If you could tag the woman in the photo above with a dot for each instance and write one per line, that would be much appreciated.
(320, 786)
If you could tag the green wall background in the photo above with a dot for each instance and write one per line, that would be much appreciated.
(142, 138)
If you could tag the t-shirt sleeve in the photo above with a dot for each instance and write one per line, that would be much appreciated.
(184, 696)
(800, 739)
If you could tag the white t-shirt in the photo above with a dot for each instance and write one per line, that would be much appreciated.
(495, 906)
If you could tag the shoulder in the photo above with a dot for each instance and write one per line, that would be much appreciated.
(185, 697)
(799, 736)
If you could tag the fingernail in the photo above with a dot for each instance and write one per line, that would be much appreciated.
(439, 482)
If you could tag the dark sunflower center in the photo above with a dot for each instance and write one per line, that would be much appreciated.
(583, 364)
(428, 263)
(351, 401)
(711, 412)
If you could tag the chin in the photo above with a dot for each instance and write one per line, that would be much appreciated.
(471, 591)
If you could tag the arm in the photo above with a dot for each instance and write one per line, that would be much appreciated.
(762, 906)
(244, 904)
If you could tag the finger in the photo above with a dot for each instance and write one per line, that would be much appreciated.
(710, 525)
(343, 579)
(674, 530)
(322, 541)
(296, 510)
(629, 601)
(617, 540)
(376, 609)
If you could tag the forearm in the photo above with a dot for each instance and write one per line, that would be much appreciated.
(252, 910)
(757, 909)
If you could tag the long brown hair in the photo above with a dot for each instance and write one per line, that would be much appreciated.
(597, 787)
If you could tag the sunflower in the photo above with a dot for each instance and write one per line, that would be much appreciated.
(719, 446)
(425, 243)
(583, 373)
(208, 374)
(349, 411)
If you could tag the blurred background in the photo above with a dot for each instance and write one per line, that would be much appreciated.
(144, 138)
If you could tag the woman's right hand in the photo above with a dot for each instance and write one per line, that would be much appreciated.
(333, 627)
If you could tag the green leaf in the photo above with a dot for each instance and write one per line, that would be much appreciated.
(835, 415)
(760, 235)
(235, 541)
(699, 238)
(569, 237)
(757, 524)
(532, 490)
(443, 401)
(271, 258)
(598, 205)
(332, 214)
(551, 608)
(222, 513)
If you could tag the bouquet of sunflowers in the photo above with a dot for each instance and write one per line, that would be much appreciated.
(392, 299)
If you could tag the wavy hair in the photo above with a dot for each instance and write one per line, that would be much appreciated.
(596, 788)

◆ ◆ ◆

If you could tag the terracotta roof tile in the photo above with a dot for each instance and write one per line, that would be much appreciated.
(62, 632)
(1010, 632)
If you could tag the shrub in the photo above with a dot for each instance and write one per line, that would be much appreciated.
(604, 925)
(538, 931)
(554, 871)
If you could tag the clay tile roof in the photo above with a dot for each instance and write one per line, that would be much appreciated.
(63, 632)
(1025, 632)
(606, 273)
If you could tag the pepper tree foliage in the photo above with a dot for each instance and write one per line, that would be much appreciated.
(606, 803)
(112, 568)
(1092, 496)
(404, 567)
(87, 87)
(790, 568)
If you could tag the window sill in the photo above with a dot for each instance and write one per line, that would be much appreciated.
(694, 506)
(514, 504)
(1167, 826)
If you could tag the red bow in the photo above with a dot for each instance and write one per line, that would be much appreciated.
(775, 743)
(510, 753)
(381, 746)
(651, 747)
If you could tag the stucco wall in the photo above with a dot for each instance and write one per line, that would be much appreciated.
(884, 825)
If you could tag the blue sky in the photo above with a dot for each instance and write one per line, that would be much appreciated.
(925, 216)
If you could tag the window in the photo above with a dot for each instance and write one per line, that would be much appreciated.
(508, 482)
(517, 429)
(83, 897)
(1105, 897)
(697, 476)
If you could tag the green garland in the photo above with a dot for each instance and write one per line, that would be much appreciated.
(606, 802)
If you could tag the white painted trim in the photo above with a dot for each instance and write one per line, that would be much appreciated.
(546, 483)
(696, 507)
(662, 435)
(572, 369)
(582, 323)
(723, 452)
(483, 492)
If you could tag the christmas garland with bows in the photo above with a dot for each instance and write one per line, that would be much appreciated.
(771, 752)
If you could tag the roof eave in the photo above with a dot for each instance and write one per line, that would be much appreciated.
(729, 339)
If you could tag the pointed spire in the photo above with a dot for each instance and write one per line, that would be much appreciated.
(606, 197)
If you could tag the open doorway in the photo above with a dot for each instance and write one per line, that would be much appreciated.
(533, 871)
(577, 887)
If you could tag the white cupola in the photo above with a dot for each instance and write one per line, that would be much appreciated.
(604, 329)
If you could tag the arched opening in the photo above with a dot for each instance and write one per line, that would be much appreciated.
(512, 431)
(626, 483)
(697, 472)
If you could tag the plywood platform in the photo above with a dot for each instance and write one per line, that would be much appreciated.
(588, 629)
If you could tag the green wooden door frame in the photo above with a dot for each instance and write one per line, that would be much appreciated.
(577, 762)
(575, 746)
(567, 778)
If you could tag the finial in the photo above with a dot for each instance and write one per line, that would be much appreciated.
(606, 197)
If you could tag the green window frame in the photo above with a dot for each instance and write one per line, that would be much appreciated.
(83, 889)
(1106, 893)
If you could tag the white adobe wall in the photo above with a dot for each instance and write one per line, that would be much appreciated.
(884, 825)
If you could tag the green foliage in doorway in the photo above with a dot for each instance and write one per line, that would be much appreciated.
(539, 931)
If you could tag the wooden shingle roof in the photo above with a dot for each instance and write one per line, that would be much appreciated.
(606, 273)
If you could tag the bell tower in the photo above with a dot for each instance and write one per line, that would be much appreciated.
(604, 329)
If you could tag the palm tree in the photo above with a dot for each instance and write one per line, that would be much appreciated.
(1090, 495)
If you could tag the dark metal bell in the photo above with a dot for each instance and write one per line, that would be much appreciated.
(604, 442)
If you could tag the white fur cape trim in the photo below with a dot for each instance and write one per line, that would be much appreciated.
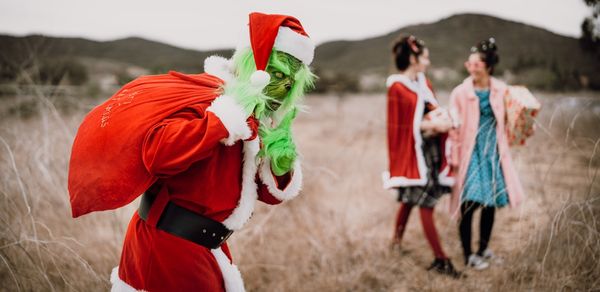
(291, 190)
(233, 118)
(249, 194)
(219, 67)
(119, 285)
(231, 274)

◆ ◆ ◆

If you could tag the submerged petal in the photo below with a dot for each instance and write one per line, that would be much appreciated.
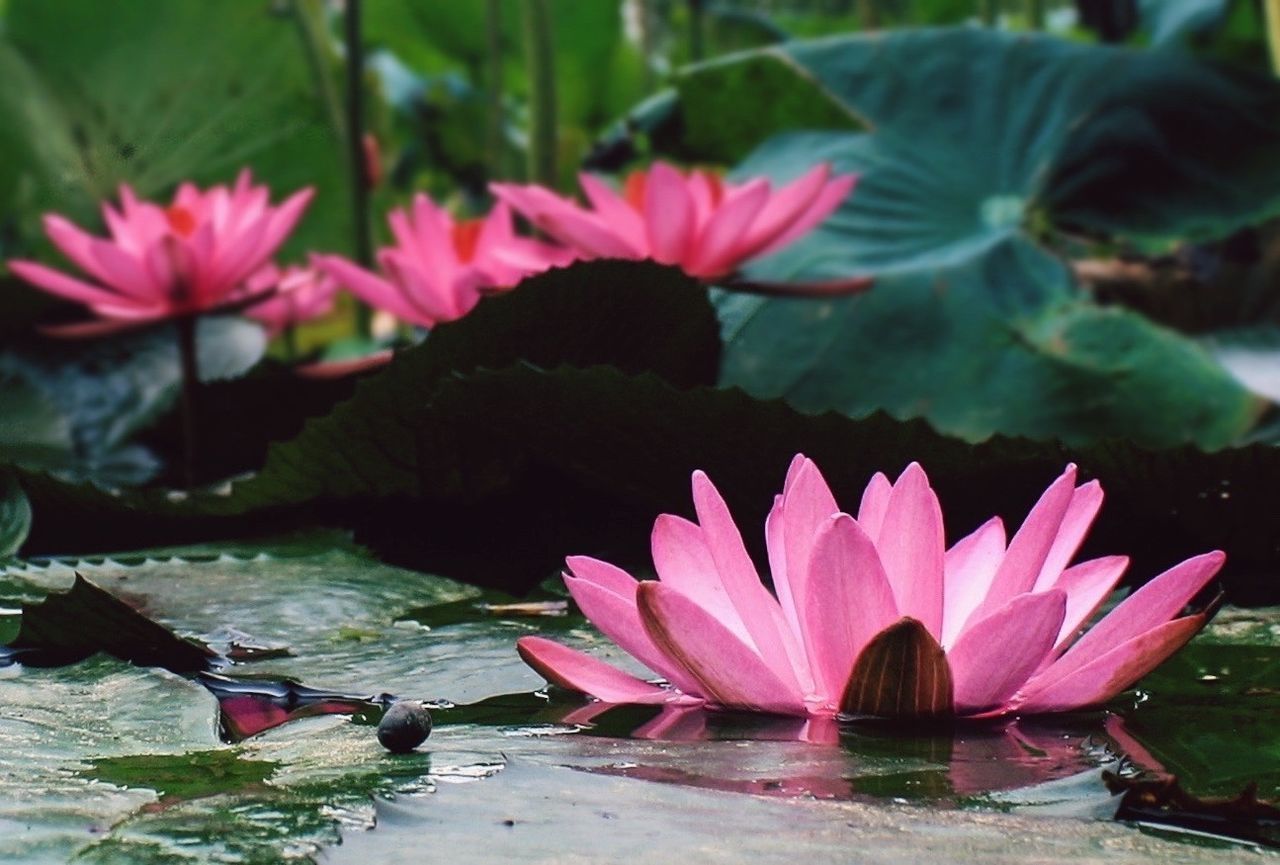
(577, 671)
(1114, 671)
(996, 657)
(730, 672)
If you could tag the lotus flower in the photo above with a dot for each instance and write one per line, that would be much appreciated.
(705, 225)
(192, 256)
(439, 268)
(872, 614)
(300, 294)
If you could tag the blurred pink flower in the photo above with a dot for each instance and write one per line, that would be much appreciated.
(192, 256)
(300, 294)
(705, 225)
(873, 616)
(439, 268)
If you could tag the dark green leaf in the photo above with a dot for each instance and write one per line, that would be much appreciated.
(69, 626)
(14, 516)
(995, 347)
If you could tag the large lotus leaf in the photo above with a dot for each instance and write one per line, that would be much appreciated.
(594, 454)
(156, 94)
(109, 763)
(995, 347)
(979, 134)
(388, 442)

◆ ◆ ◆

Localiza en los registros cada línea donde aparezca la palabra "blurred" y cópiala completa. Se distinguen mayúsculas y minúsculas.

*Resultado del ejercicio*.
If you could tag the blurred background in the photo above with a dot for each instance and write one per line, that would be much appreciated.
If you could tag the blurred pink flower in the photo above with a dot for each instance and write one per line, that would be much appreciated.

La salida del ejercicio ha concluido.